(Referring expression pointing data)
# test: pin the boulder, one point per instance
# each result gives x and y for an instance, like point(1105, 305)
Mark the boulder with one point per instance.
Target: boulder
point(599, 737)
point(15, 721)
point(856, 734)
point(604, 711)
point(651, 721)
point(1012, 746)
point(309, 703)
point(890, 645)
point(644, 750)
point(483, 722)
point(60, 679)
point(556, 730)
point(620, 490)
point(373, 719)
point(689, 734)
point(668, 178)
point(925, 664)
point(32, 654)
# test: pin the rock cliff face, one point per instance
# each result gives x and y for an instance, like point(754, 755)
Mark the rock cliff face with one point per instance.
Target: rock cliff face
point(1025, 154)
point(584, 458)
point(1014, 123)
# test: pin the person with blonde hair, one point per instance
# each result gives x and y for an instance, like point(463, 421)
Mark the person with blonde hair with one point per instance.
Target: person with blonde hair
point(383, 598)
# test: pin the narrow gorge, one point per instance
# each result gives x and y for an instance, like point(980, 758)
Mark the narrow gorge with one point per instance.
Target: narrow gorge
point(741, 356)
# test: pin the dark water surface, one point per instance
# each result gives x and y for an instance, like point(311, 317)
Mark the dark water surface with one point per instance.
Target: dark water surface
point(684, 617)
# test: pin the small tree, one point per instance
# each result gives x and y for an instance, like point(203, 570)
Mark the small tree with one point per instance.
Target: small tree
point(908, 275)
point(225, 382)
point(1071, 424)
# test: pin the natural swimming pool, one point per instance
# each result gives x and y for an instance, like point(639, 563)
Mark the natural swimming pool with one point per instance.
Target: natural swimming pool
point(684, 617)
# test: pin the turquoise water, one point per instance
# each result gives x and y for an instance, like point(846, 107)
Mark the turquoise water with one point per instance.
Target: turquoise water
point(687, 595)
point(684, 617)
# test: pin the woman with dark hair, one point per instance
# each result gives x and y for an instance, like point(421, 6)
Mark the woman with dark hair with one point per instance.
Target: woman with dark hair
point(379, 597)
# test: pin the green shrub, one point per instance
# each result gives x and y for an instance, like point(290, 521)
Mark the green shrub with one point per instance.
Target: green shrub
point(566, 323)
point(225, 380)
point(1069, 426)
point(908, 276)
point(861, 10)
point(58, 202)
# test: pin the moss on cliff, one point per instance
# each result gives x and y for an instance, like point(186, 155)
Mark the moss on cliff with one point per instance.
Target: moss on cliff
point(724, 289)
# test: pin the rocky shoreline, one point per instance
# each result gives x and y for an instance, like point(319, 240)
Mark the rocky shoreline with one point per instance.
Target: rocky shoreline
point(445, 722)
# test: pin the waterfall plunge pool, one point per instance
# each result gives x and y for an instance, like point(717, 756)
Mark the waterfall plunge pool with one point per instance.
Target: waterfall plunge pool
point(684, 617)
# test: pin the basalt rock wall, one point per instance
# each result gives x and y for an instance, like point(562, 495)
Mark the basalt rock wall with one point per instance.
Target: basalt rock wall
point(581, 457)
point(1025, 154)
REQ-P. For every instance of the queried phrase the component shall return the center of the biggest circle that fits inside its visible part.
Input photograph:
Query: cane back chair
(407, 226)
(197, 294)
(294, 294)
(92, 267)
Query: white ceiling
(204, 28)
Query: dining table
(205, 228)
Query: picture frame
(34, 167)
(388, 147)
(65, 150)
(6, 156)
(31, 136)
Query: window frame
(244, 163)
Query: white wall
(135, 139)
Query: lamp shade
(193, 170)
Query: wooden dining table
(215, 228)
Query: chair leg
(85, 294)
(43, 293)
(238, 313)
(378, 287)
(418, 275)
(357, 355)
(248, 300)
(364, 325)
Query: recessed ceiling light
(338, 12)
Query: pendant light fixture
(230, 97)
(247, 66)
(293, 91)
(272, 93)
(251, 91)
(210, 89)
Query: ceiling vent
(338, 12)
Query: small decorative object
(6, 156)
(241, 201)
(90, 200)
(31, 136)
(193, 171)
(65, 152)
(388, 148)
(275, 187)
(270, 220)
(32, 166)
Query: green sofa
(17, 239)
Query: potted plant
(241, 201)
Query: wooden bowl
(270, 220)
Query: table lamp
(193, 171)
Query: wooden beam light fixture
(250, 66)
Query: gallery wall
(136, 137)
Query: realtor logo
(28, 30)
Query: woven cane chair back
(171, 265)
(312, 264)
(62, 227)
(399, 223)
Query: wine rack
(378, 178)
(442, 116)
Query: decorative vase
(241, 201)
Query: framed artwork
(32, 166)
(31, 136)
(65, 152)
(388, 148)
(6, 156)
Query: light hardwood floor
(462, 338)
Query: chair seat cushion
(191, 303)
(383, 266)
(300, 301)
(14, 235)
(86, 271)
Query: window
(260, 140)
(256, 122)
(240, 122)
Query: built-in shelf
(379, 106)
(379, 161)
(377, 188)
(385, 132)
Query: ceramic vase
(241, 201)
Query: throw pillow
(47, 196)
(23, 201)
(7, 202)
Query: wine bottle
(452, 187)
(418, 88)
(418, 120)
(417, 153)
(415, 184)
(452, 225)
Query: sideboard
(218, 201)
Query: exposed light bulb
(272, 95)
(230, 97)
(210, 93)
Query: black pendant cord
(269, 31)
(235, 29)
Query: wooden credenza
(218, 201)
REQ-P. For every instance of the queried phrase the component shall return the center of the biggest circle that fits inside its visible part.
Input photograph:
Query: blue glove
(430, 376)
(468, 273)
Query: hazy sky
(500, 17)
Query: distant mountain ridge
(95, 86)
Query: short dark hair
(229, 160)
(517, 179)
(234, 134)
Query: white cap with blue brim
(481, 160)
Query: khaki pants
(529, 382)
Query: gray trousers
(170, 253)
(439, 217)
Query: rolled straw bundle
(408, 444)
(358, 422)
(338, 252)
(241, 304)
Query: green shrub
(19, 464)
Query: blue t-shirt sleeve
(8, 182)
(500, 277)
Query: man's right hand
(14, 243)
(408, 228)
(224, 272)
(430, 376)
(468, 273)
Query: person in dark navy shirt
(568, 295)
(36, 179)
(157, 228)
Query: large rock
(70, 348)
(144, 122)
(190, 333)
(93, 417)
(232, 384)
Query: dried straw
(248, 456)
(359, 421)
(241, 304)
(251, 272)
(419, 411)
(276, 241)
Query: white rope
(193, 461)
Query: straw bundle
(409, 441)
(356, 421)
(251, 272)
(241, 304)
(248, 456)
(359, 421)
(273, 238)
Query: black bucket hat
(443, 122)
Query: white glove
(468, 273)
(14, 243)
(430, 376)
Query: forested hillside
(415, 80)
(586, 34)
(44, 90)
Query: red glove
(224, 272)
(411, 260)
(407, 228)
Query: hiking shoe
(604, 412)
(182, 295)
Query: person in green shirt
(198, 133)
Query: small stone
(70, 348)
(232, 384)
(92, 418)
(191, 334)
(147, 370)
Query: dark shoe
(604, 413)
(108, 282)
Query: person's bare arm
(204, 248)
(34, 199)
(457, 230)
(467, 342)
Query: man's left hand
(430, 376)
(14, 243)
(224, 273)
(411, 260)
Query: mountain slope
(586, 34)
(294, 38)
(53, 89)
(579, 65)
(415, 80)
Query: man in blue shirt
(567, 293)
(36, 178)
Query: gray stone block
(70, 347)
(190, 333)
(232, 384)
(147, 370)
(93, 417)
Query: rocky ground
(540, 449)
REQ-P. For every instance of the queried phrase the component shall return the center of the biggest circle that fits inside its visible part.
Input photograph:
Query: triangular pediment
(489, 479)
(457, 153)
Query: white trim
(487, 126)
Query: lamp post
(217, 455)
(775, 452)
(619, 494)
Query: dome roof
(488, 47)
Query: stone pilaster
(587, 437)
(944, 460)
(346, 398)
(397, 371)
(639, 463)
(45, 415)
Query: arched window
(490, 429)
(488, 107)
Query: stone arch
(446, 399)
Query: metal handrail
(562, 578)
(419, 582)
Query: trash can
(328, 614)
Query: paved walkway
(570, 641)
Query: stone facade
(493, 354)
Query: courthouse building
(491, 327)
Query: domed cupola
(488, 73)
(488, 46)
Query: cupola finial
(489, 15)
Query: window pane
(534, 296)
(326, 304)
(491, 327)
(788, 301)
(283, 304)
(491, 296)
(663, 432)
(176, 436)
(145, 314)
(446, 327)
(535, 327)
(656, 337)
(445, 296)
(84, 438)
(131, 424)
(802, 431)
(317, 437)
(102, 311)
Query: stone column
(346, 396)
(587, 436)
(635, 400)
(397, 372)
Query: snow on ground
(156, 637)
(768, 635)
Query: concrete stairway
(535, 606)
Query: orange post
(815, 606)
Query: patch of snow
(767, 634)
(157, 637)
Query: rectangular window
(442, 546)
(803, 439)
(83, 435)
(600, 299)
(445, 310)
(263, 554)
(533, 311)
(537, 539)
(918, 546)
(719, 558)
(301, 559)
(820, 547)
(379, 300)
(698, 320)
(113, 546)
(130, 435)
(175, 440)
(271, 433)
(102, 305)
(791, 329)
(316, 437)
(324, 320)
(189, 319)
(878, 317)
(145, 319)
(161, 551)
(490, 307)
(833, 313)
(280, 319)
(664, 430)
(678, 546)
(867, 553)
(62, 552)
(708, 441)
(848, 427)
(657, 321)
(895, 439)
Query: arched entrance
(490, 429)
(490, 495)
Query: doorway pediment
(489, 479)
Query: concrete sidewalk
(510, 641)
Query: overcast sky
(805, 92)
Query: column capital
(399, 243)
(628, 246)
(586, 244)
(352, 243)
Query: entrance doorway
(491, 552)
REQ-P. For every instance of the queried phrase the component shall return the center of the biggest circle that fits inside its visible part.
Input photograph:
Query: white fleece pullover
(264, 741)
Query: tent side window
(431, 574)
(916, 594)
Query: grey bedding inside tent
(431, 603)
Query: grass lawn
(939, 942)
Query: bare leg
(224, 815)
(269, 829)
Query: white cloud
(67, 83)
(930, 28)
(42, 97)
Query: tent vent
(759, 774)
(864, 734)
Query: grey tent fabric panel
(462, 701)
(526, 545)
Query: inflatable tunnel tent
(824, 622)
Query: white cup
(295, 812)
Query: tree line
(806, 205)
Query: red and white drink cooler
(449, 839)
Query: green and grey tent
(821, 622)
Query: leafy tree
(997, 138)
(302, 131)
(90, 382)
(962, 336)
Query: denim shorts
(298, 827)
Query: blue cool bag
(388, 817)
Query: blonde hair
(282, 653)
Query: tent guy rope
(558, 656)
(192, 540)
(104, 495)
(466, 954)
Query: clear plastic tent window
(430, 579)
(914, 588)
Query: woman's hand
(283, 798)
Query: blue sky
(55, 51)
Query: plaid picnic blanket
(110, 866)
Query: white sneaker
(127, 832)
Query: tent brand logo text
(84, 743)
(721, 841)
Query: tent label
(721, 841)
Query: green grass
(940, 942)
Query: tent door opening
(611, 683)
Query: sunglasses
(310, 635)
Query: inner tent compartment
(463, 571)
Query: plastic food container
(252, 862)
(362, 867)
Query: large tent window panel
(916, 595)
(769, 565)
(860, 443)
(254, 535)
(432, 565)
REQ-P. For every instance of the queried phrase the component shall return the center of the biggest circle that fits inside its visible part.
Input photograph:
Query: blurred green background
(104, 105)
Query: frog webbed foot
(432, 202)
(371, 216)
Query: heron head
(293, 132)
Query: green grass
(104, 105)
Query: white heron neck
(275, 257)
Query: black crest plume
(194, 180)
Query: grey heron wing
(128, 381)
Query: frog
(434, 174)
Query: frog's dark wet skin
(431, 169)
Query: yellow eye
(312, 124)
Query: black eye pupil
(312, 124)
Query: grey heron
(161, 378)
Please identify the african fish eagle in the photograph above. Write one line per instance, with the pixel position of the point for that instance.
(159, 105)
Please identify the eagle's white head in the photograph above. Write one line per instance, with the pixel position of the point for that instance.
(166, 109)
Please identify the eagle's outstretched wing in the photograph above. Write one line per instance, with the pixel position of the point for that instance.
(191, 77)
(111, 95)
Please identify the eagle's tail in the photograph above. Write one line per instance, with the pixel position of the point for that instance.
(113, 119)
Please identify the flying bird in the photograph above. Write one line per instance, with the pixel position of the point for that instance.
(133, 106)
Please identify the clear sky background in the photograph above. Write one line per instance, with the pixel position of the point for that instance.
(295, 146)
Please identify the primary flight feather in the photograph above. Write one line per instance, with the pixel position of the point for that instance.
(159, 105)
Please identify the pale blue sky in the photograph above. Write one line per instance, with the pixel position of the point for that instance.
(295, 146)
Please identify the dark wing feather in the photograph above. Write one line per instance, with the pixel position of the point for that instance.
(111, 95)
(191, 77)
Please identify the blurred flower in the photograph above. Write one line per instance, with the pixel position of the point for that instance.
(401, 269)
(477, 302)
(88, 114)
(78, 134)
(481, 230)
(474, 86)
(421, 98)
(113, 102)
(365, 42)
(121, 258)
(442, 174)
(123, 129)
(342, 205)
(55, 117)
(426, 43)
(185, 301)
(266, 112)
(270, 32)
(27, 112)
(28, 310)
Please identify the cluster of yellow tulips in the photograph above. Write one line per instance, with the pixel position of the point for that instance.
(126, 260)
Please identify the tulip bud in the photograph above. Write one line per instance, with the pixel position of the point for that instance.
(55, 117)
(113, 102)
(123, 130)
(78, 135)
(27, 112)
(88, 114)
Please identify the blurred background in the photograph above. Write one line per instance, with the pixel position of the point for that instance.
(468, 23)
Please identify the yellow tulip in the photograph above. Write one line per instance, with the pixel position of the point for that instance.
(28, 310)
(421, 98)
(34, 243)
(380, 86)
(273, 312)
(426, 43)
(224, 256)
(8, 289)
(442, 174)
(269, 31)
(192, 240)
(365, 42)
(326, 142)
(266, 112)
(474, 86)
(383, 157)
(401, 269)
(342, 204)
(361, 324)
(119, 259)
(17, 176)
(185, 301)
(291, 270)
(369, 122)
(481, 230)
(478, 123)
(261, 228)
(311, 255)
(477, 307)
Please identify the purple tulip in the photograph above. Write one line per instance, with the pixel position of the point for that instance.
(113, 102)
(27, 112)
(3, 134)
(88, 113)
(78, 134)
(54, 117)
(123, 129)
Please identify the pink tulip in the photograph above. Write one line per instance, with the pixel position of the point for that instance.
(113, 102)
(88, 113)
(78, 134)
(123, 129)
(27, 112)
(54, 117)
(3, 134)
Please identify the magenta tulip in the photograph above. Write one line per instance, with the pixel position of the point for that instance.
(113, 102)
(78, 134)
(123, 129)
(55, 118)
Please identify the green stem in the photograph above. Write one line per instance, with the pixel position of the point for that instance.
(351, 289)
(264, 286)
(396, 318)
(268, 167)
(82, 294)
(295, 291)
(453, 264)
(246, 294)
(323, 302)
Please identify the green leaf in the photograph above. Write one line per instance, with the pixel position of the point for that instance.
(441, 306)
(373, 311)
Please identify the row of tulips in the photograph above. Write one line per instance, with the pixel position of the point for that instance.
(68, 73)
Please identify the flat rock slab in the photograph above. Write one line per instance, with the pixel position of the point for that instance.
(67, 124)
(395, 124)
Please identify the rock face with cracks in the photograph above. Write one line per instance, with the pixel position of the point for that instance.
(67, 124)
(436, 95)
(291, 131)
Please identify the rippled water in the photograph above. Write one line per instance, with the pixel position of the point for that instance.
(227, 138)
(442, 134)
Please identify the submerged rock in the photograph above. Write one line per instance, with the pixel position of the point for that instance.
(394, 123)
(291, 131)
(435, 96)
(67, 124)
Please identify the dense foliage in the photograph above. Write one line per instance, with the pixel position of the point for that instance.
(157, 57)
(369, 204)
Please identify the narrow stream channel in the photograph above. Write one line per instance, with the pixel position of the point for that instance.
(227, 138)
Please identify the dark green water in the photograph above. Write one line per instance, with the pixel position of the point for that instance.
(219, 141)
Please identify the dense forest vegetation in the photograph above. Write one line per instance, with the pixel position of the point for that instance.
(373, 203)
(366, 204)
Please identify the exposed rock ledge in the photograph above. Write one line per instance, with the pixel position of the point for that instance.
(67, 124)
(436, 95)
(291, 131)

*What is expected:*
Quote in full each line from the top of the records above through the line with "Mark the dark"; stop after that line.

*Answer to the problem:*
# test: pin the boulder, one point per instance
# each result gives x and y for an instance, like point(1105, 305)
Mark the boulder with one point per instance.
Target: boulder
point(599, 737)
point(15, 721)
point(856, 734)
point(604, 711)
point(651, 721)
point(1012, 746)
point(309, 703)
point(890, 645)
point(644, 750)
point(483, 722)
point(60, 679)
point(556, 730)
point(620, 490)
point(373, 719)
point(689, 734)
point(668, 178)
point(925, 664)
point(32, 654)
# test: pin the rock cliff face, one point per instance
# each result gives x and y for an instance, like point(754, 755)
Mark the rock cliff face with one point per instance.
Target: rock cliff face
point(1025, 154)
point(584, 458)
point(1014, 123)
# test: pin the person with blonde hair, one point per instance
# each result gives x and y for an instance, like point(463, 421)
Mark the person with blonde hair with one point per instance.
Target: person with blonde hair
point(383, 598)
# test: pin the narrow gorge, one point per instance
# each result gives x and y for an instance, like point(980, 758)
Mark the narrow gorge with one point per instance.
Target: narrow gorge
point(741, 356)
# test: pin the dark water surface, one point per instance
# each result gives x and y for an instance, like point(311, 317)
Mark the dark water surface with one point per instance.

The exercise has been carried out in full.